## Instructions to follow
How many lines in the listing include the string "ceramic"? Reply with the number alone.

## The data
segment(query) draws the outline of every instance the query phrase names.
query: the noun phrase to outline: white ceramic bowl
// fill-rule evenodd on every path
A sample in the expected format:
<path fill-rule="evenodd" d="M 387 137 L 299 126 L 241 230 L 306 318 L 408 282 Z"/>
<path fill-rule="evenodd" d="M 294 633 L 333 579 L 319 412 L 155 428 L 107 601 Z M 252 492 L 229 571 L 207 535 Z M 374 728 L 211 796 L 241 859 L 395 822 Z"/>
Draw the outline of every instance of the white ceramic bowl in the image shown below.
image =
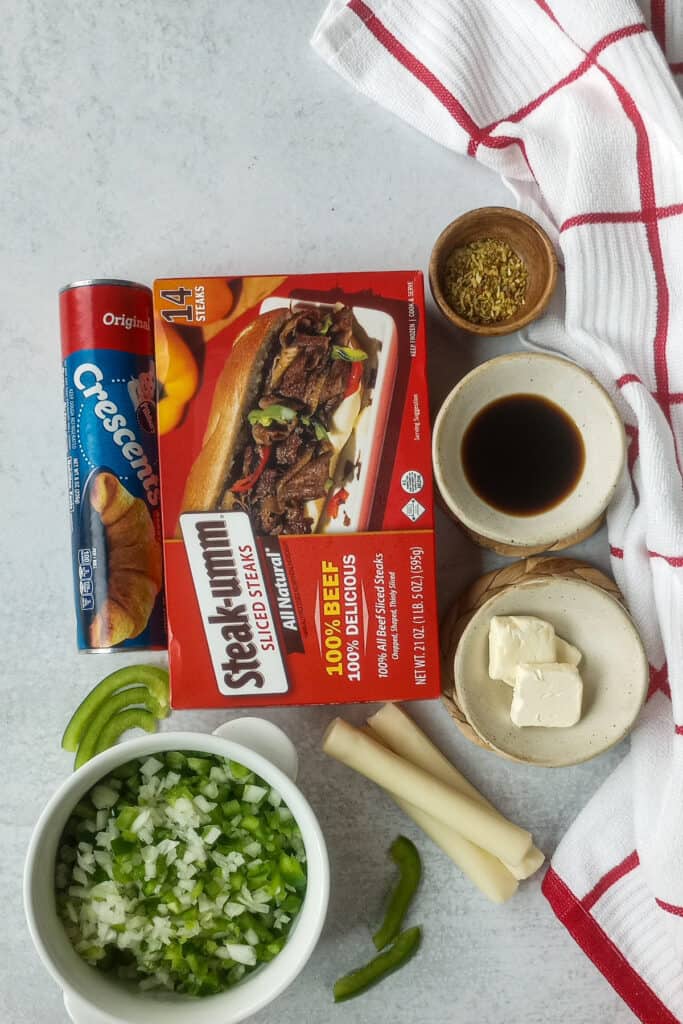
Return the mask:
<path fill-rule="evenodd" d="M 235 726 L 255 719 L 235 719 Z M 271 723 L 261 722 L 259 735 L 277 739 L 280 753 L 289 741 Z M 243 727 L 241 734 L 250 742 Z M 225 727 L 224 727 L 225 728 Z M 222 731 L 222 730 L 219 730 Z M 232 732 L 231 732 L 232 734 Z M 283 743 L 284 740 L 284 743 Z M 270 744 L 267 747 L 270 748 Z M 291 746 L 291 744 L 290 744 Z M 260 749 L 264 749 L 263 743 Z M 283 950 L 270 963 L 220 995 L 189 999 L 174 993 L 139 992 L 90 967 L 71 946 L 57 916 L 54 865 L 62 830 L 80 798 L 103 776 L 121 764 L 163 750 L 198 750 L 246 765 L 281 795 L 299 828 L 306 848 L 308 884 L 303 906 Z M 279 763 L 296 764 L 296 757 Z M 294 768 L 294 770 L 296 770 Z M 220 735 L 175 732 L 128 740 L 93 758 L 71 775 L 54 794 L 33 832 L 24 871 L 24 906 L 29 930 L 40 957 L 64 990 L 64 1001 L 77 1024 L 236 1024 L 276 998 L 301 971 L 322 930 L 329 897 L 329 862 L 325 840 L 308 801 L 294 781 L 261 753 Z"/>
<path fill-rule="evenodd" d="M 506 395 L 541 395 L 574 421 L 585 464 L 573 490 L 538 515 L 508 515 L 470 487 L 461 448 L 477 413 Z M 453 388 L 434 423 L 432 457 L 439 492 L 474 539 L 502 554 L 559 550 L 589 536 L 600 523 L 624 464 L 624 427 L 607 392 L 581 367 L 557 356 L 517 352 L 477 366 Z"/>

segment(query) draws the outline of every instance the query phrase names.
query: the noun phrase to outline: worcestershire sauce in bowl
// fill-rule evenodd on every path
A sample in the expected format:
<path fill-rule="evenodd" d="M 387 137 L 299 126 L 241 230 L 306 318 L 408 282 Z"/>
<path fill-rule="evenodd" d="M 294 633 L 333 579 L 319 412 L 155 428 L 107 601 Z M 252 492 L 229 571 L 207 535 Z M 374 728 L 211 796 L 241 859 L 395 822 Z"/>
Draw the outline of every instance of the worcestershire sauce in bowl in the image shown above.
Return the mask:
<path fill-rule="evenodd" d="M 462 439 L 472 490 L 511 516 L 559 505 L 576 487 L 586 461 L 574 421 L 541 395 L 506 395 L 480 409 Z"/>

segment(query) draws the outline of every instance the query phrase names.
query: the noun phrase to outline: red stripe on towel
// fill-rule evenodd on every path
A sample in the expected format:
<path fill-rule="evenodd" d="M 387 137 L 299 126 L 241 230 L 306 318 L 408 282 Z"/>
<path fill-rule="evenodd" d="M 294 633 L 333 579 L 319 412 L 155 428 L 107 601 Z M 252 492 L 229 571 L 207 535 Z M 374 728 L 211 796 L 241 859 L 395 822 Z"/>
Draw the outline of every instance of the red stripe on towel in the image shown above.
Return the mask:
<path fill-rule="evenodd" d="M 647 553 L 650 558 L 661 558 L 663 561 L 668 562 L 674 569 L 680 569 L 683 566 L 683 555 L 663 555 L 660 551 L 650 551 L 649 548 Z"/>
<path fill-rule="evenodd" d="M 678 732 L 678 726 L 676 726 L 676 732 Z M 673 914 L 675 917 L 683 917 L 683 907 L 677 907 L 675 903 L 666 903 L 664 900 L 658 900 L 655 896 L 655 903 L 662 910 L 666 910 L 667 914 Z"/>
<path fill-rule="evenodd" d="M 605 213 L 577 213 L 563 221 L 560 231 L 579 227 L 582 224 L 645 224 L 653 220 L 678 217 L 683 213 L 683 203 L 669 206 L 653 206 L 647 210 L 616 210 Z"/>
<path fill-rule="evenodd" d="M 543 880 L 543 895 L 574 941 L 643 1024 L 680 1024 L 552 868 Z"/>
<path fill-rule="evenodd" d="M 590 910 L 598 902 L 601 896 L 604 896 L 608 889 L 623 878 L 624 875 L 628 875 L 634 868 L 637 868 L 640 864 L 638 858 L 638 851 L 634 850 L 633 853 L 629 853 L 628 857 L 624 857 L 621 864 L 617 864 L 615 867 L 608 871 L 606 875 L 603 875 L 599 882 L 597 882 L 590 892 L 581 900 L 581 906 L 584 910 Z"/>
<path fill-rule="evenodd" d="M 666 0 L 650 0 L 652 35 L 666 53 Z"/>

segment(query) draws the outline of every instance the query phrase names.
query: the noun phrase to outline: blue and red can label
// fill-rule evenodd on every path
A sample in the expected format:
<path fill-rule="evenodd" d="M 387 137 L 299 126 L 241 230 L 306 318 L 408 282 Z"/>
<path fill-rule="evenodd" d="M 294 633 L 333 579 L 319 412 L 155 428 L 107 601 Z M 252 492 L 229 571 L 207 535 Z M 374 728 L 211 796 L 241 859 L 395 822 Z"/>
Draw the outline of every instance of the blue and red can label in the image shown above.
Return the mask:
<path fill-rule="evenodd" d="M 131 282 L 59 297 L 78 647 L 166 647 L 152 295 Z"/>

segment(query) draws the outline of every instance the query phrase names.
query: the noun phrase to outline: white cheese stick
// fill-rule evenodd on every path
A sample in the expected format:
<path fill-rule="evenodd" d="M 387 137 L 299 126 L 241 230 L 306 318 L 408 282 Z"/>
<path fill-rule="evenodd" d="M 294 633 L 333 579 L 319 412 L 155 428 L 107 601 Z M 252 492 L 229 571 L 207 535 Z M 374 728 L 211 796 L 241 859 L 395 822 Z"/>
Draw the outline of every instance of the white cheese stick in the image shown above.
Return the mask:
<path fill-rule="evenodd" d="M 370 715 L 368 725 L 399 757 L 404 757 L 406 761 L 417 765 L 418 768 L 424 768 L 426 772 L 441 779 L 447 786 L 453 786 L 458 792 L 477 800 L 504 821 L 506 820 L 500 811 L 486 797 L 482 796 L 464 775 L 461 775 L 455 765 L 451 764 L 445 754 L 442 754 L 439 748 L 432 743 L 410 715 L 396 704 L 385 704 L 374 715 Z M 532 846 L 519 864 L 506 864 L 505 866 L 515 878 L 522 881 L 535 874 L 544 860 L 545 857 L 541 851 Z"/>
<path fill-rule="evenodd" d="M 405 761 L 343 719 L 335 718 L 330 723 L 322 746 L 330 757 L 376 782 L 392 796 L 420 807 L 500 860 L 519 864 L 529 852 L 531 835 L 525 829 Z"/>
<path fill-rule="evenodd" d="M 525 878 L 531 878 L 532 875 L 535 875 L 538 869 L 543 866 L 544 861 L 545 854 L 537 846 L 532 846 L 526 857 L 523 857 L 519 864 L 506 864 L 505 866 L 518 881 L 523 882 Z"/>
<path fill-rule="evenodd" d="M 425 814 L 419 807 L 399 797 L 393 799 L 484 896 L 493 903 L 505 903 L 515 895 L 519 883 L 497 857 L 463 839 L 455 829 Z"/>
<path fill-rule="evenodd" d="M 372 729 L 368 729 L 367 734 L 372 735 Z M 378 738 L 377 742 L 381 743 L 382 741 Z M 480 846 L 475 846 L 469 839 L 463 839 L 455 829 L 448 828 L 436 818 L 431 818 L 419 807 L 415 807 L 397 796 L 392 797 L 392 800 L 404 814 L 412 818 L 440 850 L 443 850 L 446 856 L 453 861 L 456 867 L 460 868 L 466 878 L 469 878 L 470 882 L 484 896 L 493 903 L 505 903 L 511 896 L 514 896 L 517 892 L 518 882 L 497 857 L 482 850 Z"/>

## Solution to this problem
2